=== VORLIEGENDER TEXT ===

Sie sind seit über zehn Jahren in der Architekturlehre tätig. Haben Sie den Eindruck, dass die Erstsemester damals anders waren?

Die Themen haben sich, wie überhaupt in der Architektur, stark verändert. Während es damals noch eher darum ging, wie man lernt, herausragend zu entwerfen, so liegt der Fokus heute eher auf allgemeinen Fragen der Sinnhaftigkeit. Oder ganz konkret: Wie gehen wir mit den Ressourcen um? Auch im eigenen Büro wurde in den letzten zehn Jahren die Richtung der Projekte und die Entwicklung von neuen Bauweisen immer wichtiger.

 

Die Generation Z wird medial oft als ein Albtraum für Arbeitgeber dargestellt. Sie sei ständig auf der Suche nach dem Sinn und sich selbst.

=== DATENSÄTZE ===

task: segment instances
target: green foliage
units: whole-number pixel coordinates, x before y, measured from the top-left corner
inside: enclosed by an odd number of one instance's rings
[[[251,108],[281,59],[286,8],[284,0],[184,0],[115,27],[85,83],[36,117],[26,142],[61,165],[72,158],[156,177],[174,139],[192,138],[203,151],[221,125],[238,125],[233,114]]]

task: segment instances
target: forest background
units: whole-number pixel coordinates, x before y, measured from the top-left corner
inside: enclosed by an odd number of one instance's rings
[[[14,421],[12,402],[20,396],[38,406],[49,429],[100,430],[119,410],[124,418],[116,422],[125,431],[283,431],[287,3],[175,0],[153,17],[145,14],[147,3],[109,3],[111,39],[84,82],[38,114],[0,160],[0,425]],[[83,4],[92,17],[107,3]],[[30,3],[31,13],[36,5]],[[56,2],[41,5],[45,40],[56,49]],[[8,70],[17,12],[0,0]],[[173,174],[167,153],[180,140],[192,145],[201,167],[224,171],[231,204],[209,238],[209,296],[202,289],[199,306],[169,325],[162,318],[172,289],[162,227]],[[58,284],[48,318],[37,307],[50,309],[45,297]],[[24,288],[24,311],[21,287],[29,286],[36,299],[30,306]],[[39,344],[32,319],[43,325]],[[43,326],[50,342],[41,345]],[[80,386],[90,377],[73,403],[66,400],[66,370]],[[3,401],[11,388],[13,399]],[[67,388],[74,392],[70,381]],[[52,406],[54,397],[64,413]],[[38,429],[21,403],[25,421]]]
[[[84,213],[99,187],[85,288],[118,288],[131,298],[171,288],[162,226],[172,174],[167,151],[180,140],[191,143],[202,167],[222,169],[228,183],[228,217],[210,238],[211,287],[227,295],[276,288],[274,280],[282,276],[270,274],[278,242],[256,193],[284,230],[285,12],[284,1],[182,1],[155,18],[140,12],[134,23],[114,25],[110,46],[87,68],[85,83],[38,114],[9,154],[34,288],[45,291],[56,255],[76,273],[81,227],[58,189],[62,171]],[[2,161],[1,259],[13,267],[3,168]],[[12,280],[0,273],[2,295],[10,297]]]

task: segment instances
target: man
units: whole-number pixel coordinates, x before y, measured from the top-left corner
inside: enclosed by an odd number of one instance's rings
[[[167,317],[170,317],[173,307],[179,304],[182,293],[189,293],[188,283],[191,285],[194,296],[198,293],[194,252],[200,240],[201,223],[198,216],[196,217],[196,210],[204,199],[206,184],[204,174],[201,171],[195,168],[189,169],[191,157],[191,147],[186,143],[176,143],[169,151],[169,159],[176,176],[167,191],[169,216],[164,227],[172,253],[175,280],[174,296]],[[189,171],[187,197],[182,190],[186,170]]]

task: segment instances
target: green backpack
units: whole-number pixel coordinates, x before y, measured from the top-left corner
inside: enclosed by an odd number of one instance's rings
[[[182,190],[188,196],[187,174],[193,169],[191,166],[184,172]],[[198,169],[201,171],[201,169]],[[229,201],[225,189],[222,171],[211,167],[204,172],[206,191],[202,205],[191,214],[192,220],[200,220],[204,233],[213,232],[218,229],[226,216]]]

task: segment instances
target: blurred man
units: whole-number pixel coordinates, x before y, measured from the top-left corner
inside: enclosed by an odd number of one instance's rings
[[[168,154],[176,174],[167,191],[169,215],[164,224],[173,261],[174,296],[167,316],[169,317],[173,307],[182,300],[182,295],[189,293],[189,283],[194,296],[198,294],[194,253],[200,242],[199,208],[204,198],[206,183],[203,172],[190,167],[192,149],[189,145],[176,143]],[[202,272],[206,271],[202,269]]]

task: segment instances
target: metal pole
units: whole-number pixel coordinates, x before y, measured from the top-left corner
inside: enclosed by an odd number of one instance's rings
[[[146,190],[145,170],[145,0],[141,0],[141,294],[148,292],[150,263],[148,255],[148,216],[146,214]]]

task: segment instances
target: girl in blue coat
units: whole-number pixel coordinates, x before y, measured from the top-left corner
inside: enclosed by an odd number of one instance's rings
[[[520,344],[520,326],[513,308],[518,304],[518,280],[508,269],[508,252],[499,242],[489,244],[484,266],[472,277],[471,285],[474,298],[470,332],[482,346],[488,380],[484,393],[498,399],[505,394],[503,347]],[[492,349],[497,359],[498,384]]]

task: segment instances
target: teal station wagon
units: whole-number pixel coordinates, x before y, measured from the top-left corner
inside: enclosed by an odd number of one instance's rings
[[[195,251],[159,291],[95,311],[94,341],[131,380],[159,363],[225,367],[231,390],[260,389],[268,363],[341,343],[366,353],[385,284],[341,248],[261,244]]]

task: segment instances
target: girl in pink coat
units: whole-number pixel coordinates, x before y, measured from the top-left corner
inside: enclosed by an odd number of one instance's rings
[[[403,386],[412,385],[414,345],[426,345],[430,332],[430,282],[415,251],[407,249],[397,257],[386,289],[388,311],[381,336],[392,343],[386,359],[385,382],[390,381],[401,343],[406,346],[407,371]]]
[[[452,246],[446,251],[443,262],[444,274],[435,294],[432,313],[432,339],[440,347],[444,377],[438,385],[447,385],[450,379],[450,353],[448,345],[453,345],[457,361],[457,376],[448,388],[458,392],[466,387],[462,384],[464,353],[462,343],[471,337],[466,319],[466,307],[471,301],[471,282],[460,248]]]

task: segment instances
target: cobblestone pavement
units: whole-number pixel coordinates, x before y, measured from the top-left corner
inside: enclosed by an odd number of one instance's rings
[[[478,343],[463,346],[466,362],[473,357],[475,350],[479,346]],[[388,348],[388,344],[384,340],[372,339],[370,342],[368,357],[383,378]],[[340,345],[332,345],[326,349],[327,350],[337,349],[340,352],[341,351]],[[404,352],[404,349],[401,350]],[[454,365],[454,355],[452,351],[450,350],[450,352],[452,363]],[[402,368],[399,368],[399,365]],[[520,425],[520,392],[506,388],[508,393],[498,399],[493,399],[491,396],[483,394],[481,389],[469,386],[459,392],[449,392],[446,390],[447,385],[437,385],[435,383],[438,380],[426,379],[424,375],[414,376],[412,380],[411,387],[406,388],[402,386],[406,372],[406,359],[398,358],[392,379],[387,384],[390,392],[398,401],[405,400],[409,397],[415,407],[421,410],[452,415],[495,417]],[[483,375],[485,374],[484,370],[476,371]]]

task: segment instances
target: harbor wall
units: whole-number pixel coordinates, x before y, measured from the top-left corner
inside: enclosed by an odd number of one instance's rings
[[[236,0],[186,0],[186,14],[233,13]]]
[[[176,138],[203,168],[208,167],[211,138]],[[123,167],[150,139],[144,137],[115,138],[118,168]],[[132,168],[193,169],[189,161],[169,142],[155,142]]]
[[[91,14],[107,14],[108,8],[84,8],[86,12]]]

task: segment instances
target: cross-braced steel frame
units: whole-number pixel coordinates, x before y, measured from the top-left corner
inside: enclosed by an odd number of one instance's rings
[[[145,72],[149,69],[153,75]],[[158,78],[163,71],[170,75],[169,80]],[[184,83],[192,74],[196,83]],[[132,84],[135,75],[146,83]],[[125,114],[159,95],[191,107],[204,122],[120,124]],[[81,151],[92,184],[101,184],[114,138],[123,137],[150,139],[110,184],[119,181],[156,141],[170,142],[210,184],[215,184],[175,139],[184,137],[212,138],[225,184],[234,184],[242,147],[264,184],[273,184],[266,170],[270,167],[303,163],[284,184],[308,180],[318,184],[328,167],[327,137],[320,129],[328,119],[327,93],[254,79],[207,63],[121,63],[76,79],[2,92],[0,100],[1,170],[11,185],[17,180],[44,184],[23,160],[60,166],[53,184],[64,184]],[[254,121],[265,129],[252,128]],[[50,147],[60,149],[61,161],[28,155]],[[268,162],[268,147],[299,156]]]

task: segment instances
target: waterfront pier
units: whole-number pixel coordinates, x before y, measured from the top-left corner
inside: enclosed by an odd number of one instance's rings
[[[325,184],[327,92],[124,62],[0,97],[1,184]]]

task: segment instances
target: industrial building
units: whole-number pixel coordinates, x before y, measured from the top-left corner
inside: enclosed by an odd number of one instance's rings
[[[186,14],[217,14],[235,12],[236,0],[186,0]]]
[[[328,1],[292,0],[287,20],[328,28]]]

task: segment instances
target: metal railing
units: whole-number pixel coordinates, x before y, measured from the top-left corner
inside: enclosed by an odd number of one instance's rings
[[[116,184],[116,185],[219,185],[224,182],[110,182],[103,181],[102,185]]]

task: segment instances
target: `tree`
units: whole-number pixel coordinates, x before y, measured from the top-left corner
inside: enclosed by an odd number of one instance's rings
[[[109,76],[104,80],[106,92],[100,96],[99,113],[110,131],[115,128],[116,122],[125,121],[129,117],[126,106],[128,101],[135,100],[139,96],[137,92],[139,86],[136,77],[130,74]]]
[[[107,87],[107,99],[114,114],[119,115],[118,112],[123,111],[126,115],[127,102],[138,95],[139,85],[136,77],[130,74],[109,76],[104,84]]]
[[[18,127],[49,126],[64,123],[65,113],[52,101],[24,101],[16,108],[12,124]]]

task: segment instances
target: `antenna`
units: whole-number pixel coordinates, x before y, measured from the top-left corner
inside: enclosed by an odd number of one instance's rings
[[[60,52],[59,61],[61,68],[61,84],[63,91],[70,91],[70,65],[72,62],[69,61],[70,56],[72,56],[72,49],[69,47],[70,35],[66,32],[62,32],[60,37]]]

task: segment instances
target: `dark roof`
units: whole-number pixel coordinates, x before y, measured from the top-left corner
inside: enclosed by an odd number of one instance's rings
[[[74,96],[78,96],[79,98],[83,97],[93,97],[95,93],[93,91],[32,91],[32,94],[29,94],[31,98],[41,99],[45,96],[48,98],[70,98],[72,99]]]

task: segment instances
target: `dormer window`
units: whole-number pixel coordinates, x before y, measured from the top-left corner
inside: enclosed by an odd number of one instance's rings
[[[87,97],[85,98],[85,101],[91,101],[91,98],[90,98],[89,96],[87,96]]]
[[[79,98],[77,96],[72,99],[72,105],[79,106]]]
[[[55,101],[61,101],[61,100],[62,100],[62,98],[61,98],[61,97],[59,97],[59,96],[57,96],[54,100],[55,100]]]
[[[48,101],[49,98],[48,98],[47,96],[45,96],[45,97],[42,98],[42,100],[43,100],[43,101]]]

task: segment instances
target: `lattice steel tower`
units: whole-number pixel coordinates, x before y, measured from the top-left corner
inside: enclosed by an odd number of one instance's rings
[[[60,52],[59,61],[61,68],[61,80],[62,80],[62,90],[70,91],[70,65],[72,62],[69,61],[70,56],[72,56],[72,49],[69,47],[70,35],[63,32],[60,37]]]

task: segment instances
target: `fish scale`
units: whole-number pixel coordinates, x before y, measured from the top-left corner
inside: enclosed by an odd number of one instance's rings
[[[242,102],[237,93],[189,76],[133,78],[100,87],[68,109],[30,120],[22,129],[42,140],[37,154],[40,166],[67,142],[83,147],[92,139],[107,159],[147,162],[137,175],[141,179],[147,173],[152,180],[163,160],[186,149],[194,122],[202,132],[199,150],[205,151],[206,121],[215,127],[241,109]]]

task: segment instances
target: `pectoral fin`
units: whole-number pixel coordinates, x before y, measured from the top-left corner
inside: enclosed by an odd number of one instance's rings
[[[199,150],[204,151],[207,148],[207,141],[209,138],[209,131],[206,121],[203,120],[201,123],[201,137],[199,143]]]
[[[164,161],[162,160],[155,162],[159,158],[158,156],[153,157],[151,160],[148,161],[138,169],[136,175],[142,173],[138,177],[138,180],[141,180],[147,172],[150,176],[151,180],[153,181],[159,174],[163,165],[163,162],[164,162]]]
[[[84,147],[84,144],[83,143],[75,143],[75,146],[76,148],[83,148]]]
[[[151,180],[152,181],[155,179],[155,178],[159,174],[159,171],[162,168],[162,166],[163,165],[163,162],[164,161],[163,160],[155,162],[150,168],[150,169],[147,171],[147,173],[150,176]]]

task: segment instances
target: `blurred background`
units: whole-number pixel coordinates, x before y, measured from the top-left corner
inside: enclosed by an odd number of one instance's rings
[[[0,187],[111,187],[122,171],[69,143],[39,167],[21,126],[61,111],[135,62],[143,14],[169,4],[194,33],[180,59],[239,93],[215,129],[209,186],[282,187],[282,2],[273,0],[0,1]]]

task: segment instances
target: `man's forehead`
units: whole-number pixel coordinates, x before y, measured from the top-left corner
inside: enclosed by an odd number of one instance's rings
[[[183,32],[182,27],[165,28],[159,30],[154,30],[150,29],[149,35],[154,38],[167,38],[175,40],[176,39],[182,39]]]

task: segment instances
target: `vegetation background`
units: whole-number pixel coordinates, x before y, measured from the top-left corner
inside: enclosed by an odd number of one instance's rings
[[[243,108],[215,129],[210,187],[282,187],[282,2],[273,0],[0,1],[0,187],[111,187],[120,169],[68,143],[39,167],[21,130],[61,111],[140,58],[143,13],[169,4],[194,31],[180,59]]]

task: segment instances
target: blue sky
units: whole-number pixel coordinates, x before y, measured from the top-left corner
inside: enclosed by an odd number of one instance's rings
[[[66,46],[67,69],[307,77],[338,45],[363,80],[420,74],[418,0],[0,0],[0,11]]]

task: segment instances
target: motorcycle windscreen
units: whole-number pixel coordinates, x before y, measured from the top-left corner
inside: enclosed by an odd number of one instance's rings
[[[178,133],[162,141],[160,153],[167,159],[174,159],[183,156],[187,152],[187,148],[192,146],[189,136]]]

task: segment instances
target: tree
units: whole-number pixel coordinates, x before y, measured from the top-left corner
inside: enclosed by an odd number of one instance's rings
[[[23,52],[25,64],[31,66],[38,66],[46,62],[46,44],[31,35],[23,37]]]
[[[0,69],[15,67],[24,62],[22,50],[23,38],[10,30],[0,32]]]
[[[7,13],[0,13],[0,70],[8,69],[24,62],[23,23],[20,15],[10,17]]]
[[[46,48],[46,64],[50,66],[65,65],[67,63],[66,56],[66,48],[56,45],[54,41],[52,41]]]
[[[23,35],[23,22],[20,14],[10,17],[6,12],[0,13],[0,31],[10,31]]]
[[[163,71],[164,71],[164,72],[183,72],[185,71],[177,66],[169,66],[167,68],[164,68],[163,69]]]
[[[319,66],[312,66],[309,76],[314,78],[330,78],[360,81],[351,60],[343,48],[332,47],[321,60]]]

===

▶ [AUFGABEN]:
- 1) Schreiben Sie aus dem Text über die Architekturlehre die Passage von "Sie sind seit" bis einschließlich "und sich selbst." wortgetreu ab.
- 2) Worauf liegt laut dem Text über die Architekturlehre der Fokus heute eher?
- 3) Führen Sie den Text über die Architekturlehre im Anschluss an seinen letzten Satz weiter.

▶ [ANTWORTEN]:
- 1)
Sie sind seit über zehn Jahren in der Architekturlehre tätig. Haben Sie den Eindruck, dass die Erstsemester damals anders waren?

Die Themen haben sich, wie überhaupt in der Architektur, stark verändert. Während es damals noch eher darum ging, wie man lernt, herausragend zu entwerfen, so liegt der Fokus heute eher auf allgemeinen Fragen der Sinnhaftigkeit. Oder ganz konkret: Wie gehen wir mit den Ressourcen um? Auch im eigenen Büro wurde in den letzten zehn Jahren die Richtung der Projekte und die Entwicklung von neuen Bauweisen immer wichtiger.

 

Die Generation Z wird medial oft als ein Albtraum für Arbeitgeber dargestellt. Sie sei ständig auf der Suche nach dem Sinn und sich selbst.

- 2) Auf allgemeinen Fragen der Sinnhaftigkeit, etwa dem Umgang mit Ressourcen.

- 3)
Ich sehe das positiv: Wir werden durch die Jungen gezwungen, oder besser: ermuntert, uns mit einer Vielfalt von Lebensvorstellungen zu beschäftigen, was verhindern kann, dass wir irgendwann nur noch im eigenen Saft unserer Disziplin schmoren. Hin und wieder wird es allerdings etwas anstrengend, wenn ständig alles in Frage gestellt wird, sogar das Unveränderliche. Als Architekten und Architektinnen sind wir nun einmal gewissen Bedingungen unterworfen.

 

Welche meinen Sie zum Beispiel?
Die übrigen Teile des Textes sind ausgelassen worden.